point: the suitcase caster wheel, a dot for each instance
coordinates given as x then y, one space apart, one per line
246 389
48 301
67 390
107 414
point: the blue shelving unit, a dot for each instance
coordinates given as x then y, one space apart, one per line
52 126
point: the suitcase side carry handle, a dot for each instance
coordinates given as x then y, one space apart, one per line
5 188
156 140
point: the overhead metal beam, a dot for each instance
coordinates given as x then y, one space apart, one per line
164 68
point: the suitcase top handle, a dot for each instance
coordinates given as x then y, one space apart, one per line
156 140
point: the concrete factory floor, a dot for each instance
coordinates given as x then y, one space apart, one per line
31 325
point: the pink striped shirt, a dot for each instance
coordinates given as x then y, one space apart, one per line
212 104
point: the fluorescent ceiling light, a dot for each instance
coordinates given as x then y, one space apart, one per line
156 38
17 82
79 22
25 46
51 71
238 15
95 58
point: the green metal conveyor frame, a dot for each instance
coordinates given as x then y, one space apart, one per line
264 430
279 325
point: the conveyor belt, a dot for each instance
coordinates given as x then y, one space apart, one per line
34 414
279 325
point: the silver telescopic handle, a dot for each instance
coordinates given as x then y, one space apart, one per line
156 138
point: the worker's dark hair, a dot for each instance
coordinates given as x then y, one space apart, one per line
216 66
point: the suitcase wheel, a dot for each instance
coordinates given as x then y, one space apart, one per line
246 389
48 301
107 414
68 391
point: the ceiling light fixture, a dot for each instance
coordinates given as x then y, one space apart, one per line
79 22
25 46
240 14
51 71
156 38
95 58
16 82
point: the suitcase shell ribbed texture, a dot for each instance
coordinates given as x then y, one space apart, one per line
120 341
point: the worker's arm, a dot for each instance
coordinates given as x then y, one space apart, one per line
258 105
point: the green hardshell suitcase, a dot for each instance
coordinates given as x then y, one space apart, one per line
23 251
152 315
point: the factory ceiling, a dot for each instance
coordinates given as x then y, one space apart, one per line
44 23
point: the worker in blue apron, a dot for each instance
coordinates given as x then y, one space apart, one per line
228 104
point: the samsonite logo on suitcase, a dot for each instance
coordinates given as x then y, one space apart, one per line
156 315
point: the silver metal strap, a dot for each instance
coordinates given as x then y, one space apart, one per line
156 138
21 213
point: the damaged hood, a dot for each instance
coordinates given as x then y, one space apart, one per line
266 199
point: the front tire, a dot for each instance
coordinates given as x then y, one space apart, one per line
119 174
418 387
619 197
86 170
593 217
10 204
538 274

● ● ● ● ● ● ●

### WHAT THIS TASK INVOLVES
Your task is to print all of the records exactly.

### ANSWER TO THE EXERCISE
point: the suitcase caster wheel, a dot for each instance
coordinates given as x then y, one space apart, one per line
246 389
48 301
67 390
107 414
point: the blue shelving unit, a dot for each instance
coordinates given as x then y, one space apart, one per line
52 126
point: the suitcase side carry handle, a dot for each instance
coordinates given as x then y, one space apart, one per line
5 188
156 140
point: the overhead metal beam, a dot for each instance
coordinates given as x then y, one space apart, one per line
164 68
point: the suitcase top handle, a dot for each instance
coordinates given as x then y, one space apart, one per line
156 140
point: the concrete factory floor, a dot for each instance
coordinates given as x then y, one space apart, one per line
31 325
point: the pink striped shirt, a dot for each instance
coordinates given as x then y, one space apart, one per line
212 104
point: the fluorescent ceiling light, a dot for each instance
coordinates given as x then y, one space apart, one per line
156 38
17 82
79 22
25 46
51 71
238 15
95 58
point: the green metal conveyor frame, a dot for each instance
coordinates given as x then y, one space apart, one per line
264 430
279 325
point: the conveyor belt, a dot for each instance
coordinates given as x then y, one space apart, one per line
34 414
279 325
point: the silver telescopic handle, a dot for each instance
coordinates given as x then y, one space apart, one per line
156 138
point: the worker's dark hair, a dot for each instance
coordinates given as x then y, one space apart, one per line
216 66
point: the suitcase wheel, a dot for each instance
coordinates given as x then y, one space apart, one per line
246 389
48 301
107 414
68 391
point: the ceiling light fixture, a dot for each instance
coordinates given as x then y, one space apart, one per line
79 22
25 46
240 14
51 71
156 38
95 58
16 82
point: the suitcase shell ribbed texture, a dot for each instance
coordinates given as x then y, one space apart, one per line
120 341
point: the worker's arm, a dot for each instance
coordinates given as x then y, one space apart, one per line
258 105
point: the green hardshell suitcase, a dot for each instance
coordinates given as x then y, one space apart, one per line
23 251
152 315
point: the factory ceiling, a dot for each instance
coordinates given as x then y, one space apart, one per line
44 23
point: the worker in blue apron, a dot for each instance
coordinates given as x then y, one space apart, one per line
228 104
point: the samsonite logo on suitcase, a dot for each instance
coordinates given as x then y, one space apart, one per line
156 315
point: the silver metal strap, a dot for each instance
coordinates given as x then y, one space apart, one per line
156 138
21 213
point: the damaged hood, a dot for each instance
coordinates given as x then y, one space apart, one per line
266 199
point: the front tire, a dot for each instance
coordinates given as x then y, one space apart, one per line
119 174
418 387
619 197
86 170
593 217
10 204
538 274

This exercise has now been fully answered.